#### YOUR TASK:
Starting at the line that contains "of the arched", quote each line exactly through the last line of the entries, both included.

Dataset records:
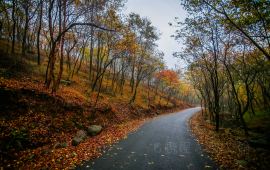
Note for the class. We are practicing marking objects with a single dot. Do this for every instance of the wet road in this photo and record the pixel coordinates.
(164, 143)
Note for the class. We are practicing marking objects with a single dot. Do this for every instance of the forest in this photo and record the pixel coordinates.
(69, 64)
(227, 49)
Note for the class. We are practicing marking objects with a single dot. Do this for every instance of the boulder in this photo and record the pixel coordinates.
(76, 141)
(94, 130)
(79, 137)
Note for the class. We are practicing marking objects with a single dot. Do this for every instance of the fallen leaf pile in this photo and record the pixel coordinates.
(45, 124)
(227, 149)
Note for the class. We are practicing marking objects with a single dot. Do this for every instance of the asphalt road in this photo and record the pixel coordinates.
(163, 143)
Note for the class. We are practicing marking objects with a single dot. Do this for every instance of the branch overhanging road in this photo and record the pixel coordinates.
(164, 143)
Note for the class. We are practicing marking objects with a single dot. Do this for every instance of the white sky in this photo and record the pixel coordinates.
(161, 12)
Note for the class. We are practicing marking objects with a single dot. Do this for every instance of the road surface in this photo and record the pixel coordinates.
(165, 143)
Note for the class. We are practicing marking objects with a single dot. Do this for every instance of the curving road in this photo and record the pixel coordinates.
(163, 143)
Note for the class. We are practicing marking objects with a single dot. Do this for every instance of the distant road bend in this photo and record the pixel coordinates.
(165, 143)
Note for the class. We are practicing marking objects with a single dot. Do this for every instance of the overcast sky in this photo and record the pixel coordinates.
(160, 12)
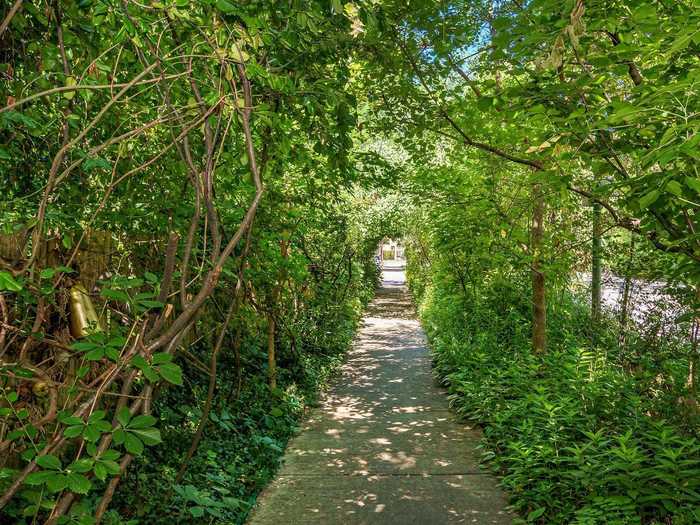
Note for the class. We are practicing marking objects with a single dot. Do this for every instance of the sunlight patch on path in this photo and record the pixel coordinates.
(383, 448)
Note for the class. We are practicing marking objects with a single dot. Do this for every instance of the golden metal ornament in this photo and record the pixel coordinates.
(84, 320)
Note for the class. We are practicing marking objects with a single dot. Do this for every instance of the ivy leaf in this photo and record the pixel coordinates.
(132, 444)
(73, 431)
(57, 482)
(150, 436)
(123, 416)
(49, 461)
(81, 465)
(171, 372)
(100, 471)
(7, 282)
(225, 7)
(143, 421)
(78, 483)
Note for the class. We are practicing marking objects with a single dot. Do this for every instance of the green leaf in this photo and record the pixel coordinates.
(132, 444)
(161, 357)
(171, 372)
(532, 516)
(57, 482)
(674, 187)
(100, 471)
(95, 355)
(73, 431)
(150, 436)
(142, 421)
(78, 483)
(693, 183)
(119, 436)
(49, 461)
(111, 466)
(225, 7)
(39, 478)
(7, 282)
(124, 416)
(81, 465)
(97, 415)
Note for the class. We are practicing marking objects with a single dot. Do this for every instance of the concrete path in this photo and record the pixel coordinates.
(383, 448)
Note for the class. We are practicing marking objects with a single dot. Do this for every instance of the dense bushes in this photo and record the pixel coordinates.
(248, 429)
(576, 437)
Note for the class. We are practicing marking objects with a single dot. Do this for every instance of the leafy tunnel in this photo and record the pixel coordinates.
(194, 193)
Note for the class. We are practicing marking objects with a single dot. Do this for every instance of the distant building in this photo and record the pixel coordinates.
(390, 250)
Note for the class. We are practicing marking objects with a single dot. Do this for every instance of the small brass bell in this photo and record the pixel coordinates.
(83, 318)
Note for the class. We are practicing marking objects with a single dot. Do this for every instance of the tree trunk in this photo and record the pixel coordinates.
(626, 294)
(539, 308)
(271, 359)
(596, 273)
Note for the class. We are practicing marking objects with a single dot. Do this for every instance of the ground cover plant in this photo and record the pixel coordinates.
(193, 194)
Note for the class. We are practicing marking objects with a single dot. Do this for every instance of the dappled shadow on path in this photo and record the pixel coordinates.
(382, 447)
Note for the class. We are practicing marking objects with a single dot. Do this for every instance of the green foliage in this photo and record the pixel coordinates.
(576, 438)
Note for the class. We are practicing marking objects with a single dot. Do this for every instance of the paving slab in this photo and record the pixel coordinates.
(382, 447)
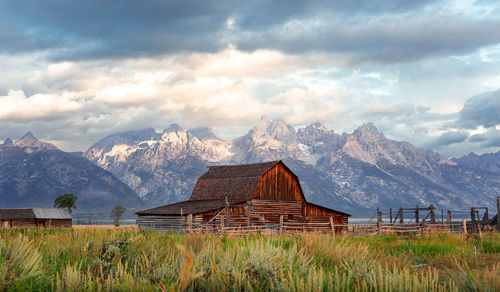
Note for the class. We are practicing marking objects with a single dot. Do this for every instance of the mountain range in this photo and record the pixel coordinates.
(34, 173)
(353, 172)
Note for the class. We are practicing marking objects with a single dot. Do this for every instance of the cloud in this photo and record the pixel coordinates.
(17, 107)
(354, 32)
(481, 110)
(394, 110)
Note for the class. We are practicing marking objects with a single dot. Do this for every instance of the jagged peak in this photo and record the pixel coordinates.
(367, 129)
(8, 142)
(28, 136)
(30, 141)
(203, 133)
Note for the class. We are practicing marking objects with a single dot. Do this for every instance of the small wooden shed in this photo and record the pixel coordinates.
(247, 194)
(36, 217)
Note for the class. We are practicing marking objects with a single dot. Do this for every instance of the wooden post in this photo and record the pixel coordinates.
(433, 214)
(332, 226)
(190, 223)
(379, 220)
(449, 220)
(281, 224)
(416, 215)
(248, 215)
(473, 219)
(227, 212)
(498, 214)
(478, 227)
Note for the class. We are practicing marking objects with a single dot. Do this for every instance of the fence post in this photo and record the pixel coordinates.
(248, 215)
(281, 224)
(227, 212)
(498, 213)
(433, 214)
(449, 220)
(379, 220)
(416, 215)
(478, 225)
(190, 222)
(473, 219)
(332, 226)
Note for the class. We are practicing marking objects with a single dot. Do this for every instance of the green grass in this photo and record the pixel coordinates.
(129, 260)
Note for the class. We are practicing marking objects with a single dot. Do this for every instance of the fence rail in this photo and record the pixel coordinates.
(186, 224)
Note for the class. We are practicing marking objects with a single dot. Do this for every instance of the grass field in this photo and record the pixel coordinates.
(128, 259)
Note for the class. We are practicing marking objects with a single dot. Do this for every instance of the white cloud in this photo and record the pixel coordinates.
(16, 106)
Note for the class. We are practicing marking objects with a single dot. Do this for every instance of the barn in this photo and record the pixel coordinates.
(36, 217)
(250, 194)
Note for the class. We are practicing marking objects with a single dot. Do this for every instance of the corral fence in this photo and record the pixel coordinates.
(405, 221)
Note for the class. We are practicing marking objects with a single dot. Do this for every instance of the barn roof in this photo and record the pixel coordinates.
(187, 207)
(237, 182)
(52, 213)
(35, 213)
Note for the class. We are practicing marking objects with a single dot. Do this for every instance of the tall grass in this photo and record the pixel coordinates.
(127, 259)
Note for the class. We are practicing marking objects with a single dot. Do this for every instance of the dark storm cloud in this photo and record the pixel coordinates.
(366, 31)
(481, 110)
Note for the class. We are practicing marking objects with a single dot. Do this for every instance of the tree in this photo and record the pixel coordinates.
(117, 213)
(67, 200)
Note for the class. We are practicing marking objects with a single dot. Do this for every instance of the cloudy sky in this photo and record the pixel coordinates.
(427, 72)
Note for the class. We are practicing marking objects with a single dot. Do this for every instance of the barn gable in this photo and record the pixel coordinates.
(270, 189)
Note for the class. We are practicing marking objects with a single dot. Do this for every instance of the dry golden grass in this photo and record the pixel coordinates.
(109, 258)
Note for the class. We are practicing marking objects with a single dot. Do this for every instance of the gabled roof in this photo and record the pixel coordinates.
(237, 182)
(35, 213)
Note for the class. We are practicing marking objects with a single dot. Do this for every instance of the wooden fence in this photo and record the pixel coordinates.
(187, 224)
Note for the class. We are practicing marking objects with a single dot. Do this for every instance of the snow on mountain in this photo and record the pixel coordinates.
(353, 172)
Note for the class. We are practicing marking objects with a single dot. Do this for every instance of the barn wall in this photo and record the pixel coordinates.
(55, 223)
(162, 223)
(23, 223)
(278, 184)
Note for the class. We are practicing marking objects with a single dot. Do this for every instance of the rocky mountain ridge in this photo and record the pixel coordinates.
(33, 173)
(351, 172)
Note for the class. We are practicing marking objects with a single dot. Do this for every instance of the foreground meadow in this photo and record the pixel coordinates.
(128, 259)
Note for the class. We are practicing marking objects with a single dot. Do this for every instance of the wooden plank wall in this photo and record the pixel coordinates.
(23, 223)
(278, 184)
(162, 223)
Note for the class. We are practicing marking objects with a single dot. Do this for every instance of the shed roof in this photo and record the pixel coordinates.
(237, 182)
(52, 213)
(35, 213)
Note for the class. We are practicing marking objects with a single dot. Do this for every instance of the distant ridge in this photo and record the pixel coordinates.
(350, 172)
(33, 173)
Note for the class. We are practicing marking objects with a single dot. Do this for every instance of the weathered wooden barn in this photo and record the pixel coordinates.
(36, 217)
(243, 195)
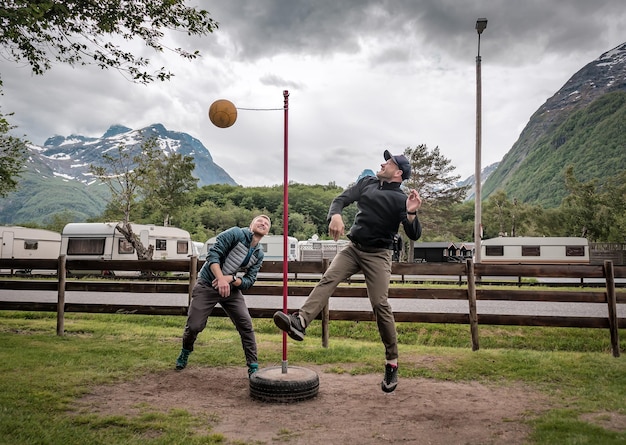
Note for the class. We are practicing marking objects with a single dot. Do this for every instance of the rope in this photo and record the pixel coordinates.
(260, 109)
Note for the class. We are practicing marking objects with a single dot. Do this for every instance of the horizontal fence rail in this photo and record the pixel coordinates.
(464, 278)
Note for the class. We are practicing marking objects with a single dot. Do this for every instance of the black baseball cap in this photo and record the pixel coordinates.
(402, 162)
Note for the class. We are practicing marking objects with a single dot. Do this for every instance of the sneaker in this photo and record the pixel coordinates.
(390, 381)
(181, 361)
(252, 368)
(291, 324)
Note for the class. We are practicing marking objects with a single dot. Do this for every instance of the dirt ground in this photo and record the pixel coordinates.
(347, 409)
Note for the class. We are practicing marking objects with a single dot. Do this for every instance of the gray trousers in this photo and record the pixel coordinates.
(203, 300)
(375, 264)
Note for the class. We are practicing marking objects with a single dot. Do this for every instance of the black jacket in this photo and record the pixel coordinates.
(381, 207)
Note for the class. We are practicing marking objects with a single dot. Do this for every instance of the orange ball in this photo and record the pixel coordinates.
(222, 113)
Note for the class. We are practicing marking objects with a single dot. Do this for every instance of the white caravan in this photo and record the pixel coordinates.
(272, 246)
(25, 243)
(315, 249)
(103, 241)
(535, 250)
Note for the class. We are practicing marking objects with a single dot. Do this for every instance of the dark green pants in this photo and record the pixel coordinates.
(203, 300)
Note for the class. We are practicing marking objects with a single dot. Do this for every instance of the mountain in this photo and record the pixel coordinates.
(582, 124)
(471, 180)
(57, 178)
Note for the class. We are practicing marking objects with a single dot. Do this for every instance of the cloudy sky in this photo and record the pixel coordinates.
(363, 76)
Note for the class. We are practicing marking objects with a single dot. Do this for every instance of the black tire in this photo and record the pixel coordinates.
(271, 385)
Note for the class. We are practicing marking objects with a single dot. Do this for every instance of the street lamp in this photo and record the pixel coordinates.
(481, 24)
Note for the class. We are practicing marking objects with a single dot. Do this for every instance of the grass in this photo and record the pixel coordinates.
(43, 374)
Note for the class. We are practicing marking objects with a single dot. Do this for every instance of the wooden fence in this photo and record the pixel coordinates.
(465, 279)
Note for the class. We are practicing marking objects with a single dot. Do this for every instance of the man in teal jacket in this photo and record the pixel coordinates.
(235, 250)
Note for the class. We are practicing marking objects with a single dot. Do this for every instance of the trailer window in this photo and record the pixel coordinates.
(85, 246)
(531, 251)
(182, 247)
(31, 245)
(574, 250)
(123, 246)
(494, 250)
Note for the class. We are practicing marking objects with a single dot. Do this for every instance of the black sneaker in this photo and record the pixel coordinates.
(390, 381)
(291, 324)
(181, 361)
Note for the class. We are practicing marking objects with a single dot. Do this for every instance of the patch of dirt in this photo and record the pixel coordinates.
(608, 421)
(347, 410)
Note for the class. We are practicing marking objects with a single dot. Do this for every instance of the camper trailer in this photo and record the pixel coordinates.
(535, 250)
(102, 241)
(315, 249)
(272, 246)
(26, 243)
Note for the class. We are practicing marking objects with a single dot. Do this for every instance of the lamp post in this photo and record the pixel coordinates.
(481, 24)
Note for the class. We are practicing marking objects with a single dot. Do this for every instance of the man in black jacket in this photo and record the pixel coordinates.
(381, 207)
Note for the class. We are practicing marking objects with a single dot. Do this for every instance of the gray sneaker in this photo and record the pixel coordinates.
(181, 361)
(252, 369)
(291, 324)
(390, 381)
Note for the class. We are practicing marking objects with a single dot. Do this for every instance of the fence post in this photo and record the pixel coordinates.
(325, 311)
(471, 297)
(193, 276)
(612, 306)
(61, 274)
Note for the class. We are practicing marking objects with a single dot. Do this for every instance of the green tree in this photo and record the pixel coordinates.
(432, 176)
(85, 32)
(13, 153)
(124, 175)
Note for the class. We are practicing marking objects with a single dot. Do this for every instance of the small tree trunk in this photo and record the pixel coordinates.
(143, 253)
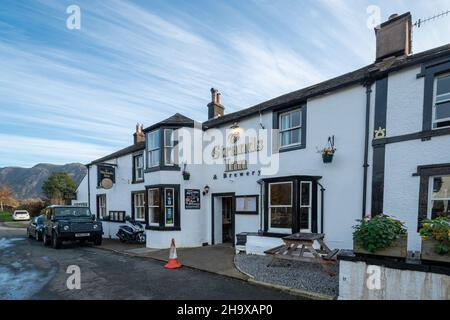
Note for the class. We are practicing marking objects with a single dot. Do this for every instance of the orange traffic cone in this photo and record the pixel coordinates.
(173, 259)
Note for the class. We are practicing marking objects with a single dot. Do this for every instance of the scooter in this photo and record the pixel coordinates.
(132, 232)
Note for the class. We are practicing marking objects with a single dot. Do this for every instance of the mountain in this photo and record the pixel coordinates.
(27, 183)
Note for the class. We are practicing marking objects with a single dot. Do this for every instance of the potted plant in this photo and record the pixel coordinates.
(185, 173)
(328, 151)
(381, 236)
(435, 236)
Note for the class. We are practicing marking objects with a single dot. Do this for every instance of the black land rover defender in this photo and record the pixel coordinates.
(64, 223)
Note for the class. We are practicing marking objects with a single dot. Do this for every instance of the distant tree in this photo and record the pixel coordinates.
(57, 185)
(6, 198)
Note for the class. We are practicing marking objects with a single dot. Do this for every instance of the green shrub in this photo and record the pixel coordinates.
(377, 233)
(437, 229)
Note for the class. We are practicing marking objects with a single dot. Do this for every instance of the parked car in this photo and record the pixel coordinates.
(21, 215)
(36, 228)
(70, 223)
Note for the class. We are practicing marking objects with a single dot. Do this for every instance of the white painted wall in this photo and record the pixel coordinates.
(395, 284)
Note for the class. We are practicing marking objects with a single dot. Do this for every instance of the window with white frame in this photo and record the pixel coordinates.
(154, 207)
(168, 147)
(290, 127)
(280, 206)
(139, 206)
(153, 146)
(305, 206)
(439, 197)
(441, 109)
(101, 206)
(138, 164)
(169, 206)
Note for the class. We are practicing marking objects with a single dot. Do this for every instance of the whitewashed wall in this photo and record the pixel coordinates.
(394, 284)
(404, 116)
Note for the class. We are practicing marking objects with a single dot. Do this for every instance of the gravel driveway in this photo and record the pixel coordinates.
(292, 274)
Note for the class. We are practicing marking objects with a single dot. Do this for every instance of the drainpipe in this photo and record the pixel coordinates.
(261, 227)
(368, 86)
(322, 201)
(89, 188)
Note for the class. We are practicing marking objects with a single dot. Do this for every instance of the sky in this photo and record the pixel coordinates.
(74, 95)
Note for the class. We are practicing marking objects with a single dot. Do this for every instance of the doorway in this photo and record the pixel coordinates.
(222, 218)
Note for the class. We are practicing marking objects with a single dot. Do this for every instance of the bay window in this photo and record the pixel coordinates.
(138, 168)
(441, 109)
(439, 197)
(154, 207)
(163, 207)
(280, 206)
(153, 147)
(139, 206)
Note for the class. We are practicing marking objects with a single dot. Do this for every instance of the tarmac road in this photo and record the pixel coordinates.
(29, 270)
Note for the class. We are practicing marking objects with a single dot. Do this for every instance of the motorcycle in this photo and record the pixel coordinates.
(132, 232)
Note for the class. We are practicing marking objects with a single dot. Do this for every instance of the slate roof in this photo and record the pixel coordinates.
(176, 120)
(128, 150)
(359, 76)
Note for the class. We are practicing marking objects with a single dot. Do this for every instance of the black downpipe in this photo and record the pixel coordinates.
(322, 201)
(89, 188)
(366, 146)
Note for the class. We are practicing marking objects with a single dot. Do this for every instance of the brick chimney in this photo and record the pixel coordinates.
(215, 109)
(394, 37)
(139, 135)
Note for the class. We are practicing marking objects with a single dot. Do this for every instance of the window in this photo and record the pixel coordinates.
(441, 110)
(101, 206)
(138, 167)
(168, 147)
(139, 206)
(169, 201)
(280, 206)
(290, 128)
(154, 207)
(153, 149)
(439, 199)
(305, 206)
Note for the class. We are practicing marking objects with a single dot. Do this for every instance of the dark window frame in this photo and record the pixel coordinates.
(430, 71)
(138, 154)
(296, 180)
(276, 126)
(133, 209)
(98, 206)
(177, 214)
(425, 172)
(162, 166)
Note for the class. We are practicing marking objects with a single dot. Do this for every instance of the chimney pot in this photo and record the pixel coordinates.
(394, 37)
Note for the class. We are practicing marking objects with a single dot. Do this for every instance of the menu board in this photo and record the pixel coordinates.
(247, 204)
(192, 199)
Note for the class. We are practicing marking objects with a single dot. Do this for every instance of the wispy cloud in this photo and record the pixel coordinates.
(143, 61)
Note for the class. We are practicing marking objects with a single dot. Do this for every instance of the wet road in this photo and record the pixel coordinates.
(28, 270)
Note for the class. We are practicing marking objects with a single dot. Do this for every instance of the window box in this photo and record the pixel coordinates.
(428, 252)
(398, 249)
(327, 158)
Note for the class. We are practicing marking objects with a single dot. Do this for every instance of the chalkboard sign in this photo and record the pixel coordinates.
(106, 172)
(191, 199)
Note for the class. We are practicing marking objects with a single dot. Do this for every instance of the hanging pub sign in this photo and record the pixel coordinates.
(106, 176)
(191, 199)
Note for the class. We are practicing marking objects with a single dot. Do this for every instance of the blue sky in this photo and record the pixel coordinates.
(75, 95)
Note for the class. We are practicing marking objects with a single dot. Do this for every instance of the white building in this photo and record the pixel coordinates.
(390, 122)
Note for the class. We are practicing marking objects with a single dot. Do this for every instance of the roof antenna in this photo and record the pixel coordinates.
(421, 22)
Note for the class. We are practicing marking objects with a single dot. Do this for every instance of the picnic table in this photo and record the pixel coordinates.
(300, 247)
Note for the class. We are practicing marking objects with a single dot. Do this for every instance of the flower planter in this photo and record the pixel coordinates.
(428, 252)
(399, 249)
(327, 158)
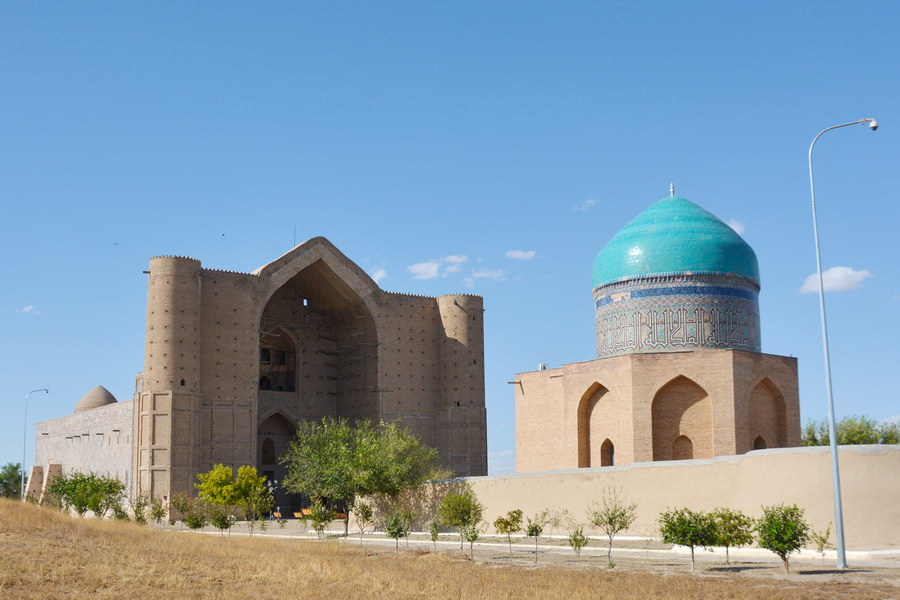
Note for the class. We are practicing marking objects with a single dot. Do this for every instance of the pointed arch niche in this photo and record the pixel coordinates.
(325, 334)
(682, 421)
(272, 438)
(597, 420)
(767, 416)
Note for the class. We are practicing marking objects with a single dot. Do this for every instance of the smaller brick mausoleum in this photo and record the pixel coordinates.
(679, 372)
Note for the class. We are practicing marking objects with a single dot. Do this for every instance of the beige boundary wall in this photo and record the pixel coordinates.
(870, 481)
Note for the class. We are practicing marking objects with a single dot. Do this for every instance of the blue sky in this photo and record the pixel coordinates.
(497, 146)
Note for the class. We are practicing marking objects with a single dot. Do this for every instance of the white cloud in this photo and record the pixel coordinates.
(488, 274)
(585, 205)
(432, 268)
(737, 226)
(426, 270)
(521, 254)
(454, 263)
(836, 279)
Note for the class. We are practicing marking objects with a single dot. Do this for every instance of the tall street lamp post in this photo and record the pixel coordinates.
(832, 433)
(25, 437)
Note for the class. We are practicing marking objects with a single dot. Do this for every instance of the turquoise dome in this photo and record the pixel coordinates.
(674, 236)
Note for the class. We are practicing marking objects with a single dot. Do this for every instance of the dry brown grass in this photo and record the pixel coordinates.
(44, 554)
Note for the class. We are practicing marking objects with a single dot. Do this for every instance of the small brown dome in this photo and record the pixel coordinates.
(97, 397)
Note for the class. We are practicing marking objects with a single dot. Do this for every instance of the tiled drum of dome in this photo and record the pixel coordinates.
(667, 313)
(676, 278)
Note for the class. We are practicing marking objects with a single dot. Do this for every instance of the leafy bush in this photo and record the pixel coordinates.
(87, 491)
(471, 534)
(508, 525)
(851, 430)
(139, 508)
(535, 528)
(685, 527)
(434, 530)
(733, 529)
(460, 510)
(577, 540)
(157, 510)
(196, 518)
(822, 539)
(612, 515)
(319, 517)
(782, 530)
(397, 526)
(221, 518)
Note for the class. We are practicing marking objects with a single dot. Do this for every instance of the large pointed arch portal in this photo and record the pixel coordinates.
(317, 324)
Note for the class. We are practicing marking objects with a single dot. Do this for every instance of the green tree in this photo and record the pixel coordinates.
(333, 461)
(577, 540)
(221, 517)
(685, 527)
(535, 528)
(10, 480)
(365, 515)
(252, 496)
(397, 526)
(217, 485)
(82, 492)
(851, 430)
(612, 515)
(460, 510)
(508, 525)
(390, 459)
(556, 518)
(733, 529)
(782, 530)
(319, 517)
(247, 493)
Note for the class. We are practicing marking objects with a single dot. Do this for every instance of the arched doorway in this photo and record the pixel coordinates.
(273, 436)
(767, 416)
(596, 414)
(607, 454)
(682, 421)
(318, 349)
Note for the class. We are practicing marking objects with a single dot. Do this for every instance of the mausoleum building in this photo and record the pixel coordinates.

#### ANSWER IN FULL:
Note for the class. We are practicing marking objects with a single dot. Do this for every instance of the arched doorway in this photo and record the pixel coordinates.
(273, 436)
(767, 416)
(596, 414)
(607, 454)
(682, 421)
(318, 349)
Note for the class. We are practicing marking objects with a single dot. Do this for every instance of the mausoleum building in this photo and record the pixel coordinates.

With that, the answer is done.